Copy out again, unchanged, the listing below from the line that has "Each instance of the grinder body" through the line that has "Each instance of the orange spark".

_PROVIDED DATA_
◆ ◆ ◆ ◆ ◆ ◆ ◆
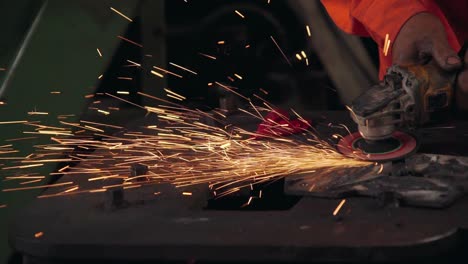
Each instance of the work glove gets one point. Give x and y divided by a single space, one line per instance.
◆ ◆ ◆ ◆ ◆ ◆ ◆
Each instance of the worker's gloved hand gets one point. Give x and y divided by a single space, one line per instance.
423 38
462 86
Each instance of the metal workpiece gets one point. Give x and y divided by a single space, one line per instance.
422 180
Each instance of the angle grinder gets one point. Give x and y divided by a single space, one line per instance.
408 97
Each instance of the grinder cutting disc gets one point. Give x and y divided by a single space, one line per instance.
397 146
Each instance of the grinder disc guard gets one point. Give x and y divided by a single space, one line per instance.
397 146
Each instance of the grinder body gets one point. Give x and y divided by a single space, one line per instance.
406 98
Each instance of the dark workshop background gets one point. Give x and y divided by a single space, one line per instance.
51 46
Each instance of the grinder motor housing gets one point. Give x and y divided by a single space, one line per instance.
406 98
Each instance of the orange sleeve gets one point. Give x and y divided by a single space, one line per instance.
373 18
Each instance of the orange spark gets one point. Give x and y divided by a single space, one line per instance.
◆ ◆ ◆ ◆ ◆ ◆ ◆
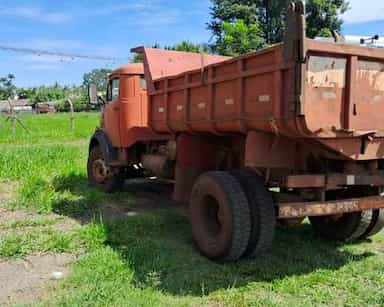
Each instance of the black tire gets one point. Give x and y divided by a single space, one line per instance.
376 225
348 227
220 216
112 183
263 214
◆ ◆ ◆ ◆ ◆ ◆ ◆
_EXPECTED ANSWER_
Each instance of the grinder body gets one point. Give x and y divided by a single space, one line per instance.
406 98
Each instance of the dark workshop background gets one point. Give x and y divided by a single space, one line per instance.
51 46
Each instance of the grinder motor housing gets one point. Give x and y divided by a single space, one line per instance.
406 98
Each instance of the orange sleeve gets one point. Give x and y divided by a single space, one line per instance.
373 18
Each instance of the orange spark gets one point. Give x and y divided by a single space, one line per instance.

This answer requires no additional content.